- [任务说明 1]: 将下文关于矩阵求逆的原文中，自“1. 编制下三角部分消元和上三角部分消元的代码”起至“矩阵每一行除对角线元素，将矩阵化为单位矩阵。”止的一段逐字照录。

==== 原文摘录

矩阵求逆运算 Python实现

原理：应用列主元消去法运算矩阵A的逆矩阵，利用初等矩阵行变换A转化单位矩阵时，同样的行变化可将单位矩阵转化为A的逆矩阵。

步骤：

1. 编制下三角部分消元和上三角部分消元的代码
   a. 从对角线元素往下比较取得这一列的最大值所在的行，与对角线元素所在行进行交换。
   b. 从对角线所在行往下，利用矩阵的行变换将这一列下所有元素消为0，存储消元过程中的系数（三角矩阵）
   c. 类似b步骤从最后一列往前消元消成对角矩阵，同样储存消元过程中的系数
   d. 从第一列开始依次进行a，b，c步骤

2. 对角单位化（用一元数组存储）
   矩阵每一行除对角线元素，将矩阵化为单位矩阵。

3. 生成一个与矩阵A同阶的单位矩阵，对单位矩阵进行上述过程相同的行变化（取上述变换生成的主元交换和消元参数矩阵），即可以得到矩阵A的逆

# -*- coding: utf-8 -*-
"""
@author: machineRandy
"""
import warnings
warnings.filterwarnings("ignore")

matrix1 = [
    [1,2,0,0],
    [3,4,0,0],
    [0,0,4,1],
    [0,0,3,2],
]

matrix2 = [
    [1,0,-1,2,1],
    [3,2,-3,5,-3],
    [2,2,1,4,-2],
    [0,4,3,3,1],
    [1,0,8,-11,4],
]

matrix3 = [
    [1,0,-1,2,1,0,2],
    [1,2,-1,3,1,-1,4],
    [2,2,1,6,2,1,6],
    [-1,4,1,4,0,0,0],
    [4,0,-1,21,9,9,9],
    [2,4,4,12,5,6,11],
    [7,-1,-4,22,7,8,18],
]


def step0(m):
    n = len(m)

========
==== 数据摘录

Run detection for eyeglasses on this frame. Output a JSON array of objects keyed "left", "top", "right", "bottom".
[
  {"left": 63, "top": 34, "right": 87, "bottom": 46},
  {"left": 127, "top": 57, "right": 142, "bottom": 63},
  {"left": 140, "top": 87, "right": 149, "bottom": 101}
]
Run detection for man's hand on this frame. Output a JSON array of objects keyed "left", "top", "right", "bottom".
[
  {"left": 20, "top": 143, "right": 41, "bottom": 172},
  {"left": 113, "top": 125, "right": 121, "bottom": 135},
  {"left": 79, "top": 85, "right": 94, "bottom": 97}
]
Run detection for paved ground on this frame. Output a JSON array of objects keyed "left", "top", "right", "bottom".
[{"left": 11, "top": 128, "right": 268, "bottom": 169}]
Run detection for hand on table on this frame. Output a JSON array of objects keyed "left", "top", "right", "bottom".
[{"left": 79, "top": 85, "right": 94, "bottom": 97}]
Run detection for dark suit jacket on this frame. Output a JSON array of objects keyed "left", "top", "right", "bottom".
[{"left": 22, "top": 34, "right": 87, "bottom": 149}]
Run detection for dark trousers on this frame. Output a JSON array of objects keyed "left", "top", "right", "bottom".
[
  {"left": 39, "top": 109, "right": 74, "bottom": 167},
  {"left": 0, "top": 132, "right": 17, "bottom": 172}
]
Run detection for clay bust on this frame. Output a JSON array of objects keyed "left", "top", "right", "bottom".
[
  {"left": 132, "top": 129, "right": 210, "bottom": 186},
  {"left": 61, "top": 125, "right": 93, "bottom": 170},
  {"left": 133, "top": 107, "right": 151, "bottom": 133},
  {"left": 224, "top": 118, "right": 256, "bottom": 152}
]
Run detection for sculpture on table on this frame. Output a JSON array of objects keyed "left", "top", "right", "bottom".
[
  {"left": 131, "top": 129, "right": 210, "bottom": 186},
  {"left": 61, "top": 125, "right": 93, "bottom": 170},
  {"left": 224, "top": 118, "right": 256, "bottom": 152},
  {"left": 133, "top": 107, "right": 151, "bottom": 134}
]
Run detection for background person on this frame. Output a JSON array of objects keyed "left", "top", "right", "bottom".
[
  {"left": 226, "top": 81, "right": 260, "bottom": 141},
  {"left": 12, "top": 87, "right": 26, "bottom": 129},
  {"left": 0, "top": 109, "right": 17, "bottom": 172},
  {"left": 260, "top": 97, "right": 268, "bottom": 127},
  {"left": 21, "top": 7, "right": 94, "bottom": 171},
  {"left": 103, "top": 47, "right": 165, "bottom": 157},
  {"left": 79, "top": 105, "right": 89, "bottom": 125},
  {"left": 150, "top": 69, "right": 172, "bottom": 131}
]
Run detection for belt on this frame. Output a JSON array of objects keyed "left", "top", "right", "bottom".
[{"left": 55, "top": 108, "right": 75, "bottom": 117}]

========

- [任务说明 2]: 把上方记录中从含有“Run detection for dark trousers”的那一行起直到记录末尾的各行重抄一遍，首尾两端均包括在内，只写这些行。

- [完整作答 1]:
1. 编制下三角部分消元和上三角部分消元的代码
   a. 从对角线元素往下比较取得这一列的最大值所在的行，与对角线元素所在行进行交换。
   b. 从对角线所在行往下，利用矩阵的行变换将这一列下所有元素消为0，存储消元过程中的系数（三角矩阵）
   c. 类似b步骤从最后一列往前消元消成对角矩阵，同样储存消元过程中的系数
   d. 从第一列开始依次进行a，b，c步骤

2. 对角单位化（用一元数组存储）
   矩阵每一行除对角线元素，将矩阵化为单位矩阵。

- [完整作答 2]:
Run detection for dark trousers on this frame. Output a JSON array of objects keyed "left", "top", "right", "bottom".
[
  {"left": 39, "top": 109, "right": 74, "bottom": 167},
  {"left": 0, "top": 132, "right": 17, "bottom": 172}
]
Run detection for clay bust on this frame. Output a JSON array of objects keyed "left", "top", "right", "bottom".
[
  {"left": 132, "top": 129, "right": 210, "bottom": 186},
  {"left": 61, "top": 125, "right": 93, "bottom": 170},
  {"left": 133, "top": 107, "right": 151, "bottom": 133},
  {"left": 224, "top": 118, "right": 256, "bottom": 152}
]
Run detection for sculpture on table on this frame. Output a JSON array of objects keyed "left", "top", "right", "bottom".
[
  {"left": 131, "top": 129, "right": 210, "bottom": 186},
  {"left": 61, "top": 125, "right": 93, "bottom": 170},
  {"left": 224, "top": 118, "right": 256, "bottom": 152},
  {"left": 133, "top": 107, "right": 151, "bottom": 134}
]
Run detection for background person on this frame. Output a JSON array of objects keyed "left", "top", "right", "bottom".
[
  {"left": 226, "top": 81, "right": 260, "bottom": 141},
  {"left": 12, "top": 87, "right": 26, "bottom": 129},
  {"left": 0, "top": 109, "right": 17, "bottom": 172},
  {"left": 260, "top": 97, "right": 268, "bottom": 127},
  {"left": 21, "top": 7, "right": 94, "bottom": 171},
  {"left": 103, "top": 47, "right": 165, "bottom": 157},
  {"left": 79, "top": 105, "right": 89, "bottom": 125},
  {"left": 150, "top": 69, "right": 172, "bottom": 131}
]
Run detection for belt on this frame. Output a JSON array of objects keyed "left", "top", "right", "bottom".
[{"left": 55, "top": 108, "right": 75, "bottom": 117}]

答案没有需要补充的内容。